# RECORDS PROVIDED start
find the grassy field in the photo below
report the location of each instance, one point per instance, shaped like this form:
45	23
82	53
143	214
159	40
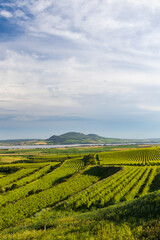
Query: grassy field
80	193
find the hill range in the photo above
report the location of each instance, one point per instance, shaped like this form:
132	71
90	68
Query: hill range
77	138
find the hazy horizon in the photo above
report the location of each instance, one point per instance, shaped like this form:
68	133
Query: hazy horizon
91	67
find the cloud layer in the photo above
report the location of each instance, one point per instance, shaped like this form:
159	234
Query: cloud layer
80	60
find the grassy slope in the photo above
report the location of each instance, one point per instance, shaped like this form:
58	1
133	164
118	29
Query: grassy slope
136	219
# RECORDS PROVIDED end
--- TASK GOAL ---
Please render all the lines above as a numbered list, leaving out blank lines and omitting the pictures from your answer.

--- RESULT OF THIS TASK ---
1. find the grassy field in the photo below
2. report the location of each instance, one point per instance, shaped like this form:
3. 45	23
4. 82	53
5. 143	214
6. 159	40
7. Query: grassy field
8. 80	193
9. find the hill range in the photo above
10. report the location of each instance, one point per instance, shaped like this form:
11. 132	71
12. 90	68
13. Query: hill range
14. 77	138
15. find the hazy horizon in the photo above
16. report the location of each instance, one point per instance, shaped like this form:
17. 68	133
18. Query: hazy horizon
19. 91	67
20. find the cloud layer in the photo above
21. report the location of each instance, one point per instance, shaped like this form:
22. 159	234
23. Query: cloud layer
24. 80	60
25. find the grassy slope in the photo above
26. report the location of each instance, one point per instance, shaped like this form:
27. 58	1
28. 133	164
29. 118	29
30. Query: grassy slope
31. 136	219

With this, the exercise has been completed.